#### [TASK STATEMENT]
Pull out every line below that contains the word "fingers", and copy each one in full.

##########

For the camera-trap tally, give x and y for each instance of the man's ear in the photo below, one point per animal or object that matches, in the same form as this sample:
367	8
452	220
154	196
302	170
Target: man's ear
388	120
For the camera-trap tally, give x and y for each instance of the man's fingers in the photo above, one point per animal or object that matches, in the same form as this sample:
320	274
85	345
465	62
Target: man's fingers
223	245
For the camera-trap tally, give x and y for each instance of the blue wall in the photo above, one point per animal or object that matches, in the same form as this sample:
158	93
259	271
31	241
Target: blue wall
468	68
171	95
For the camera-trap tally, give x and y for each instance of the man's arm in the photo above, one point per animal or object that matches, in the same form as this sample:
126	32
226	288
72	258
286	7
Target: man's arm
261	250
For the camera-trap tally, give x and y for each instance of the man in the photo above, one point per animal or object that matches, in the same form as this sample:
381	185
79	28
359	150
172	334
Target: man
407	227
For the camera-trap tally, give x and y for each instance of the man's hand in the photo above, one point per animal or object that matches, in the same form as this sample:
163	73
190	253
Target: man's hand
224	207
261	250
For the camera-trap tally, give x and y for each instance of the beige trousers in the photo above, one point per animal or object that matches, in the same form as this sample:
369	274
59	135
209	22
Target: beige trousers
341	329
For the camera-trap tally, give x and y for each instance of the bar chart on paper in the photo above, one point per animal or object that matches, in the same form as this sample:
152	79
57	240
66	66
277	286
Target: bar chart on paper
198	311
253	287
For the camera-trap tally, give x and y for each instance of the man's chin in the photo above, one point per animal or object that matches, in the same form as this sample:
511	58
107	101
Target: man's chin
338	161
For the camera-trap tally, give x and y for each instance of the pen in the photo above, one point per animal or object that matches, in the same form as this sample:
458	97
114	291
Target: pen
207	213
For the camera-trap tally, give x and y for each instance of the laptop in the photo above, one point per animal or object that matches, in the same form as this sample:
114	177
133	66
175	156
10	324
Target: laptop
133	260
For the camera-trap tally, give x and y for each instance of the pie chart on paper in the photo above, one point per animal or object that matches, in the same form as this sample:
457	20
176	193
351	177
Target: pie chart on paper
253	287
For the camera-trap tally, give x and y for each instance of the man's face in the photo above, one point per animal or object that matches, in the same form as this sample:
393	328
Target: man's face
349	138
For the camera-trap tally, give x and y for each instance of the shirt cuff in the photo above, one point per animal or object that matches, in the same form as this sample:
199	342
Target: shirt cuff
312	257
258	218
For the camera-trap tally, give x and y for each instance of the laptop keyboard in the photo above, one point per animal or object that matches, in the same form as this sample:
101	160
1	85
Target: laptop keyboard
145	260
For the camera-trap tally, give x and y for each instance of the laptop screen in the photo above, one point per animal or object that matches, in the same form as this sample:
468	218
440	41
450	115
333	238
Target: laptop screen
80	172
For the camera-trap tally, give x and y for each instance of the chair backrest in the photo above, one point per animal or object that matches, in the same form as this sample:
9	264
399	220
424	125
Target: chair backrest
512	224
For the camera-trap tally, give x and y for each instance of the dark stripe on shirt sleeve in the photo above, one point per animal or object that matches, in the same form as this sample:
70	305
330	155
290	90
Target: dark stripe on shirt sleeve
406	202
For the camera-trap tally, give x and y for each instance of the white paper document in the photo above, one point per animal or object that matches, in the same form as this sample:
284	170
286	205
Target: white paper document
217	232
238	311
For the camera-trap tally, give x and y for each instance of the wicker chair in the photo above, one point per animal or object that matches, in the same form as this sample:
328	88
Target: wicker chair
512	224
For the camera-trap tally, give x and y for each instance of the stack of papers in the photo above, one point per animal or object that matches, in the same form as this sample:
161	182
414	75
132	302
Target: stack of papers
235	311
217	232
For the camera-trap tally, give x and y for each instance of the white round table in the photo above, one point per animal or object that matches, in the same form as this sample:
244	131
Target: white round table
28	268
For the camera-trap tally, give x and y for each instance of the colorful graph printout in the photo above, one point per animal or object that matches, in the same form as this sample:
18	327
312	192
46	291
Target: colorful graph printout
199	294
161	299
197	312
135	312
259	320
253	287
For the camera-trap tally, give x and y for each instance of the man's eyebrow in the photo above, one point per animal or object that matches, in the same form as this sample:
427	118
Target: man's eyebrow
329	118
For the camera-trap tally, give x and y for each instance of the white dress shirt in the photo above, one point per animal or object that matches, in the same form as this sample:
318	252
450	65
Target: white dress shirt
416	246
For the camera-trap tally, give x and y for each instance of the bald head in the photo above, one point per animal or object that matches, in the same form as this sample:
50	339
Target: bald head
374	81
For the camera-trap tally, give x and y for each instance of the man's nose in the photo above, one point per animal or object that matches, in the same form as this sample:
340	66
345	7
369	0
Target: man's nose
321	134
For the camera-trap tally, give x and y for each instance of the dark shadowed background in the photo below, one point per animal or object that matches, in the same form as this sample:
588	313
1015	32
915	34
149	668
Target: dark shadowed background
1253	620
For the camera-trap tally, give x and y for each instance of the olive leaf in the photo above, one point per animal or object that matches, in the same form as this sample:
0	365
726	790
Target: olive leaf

##########

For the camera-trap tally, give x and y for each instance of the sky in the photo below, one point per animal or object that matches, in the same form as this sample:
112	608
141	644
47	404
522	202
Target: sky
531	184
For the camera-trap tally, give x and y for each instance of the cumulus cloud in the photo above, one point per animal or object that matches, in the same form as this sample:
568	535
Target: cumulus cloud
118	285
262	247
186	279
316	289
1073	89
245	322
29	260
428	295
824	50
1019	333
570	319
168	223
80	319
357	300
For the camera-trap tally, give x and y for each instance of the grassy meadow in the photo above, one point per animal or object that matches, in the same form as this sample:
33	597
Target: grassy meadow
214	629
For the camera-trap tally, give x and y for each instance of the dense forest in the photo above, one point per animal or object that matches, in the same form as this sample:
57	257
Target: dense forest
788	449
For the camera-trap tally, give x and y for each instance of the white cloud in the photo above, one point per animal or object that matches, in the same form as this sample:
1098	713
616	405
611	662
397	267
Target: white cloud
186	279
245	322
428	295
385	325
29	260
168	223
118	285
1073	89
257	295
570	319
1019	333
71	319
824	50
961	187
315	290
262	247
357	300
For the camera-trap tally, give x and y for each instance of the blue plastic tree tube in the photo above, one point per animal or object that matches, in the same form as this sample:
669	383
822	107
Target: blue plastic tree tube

##########

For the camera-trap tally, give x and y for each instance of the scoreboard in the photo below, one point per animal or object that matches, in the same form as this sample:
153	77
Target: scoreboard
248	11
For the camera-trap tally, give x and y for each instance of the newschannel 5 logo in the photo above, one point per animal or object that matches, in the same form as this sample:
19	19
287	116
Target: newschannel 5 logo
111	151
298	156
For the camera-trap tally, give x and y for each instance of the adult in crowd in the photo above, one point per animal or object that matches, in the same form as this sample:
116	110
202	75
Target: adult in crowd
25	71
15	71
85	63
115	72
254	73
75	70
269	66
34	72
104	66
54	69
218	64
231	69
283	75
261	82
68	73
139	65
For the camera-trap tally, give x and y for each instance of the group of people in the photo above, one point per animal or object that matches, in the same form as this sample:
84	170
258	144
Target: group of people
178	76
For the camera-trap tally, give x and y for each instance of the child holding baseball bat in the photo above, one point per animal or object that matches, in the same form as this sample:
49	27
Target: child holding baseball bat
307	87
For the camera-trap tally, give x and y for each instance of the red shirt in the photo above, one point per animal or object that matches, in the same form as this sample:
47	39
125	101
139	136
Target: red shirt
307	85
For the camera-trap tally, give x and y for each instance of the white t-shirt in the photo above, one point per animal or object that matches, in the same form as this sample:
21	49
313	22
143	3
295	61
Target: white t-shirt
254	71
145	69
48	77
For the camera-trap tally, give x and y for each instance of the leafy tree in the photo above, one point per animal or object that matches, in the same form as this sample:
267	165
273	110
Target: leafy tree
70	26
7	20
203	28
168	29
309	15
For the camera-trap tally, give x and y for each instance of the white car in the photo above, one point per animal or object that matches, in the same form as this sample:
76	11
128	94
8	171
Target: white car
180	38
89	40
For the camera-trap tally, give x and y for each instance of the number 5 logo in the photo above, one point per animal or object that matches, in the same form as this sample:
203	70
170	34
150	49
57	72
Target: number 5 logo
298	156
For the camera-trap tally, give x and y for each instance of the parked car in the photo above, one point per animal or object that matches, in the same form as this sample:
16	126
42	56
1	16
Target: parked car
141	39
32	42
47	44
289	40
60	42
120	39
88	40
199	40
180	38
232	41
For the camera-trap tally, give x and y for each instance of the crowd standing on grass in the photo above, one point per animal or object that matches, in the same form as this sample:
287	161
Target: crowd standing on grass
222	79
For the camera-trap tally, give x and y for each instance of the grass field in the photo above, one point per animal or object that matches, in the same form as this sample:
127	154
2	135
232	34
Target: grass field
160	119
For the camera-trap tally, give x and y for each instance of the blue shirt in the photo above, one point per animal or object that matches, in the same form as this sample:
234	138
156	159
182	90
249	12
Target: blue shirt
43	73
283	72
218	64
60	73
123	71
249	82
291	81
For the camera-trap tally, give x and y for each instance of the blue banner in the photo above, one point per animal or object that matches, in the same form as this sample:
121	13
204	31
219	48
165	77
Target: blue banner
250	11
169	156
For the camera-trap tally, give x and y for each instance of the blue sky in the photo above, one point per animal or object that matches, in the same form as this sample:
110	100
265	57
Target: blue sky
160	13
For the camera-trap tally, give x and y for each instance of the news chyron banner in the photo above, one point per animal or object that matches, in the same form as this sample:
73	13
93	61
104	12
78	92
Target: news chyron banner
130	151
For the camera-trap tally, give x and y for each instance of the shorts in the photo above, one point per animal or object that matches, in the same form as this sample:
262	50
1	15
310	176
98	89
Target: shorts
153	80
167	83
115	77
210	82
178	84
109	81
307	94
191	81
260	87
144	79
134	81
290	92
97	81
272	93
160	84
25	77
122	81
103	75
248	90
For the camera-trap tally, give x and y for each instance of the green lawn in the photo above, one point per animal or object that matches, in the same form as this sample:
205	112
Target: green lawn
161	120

##########

#### [FULL SOLUTION]
For the camera-trap tally, give x and y for each instance of the man's fingers in the photo above, one point per animal or object that matches, in the same form as this sample:
Target: man's fingers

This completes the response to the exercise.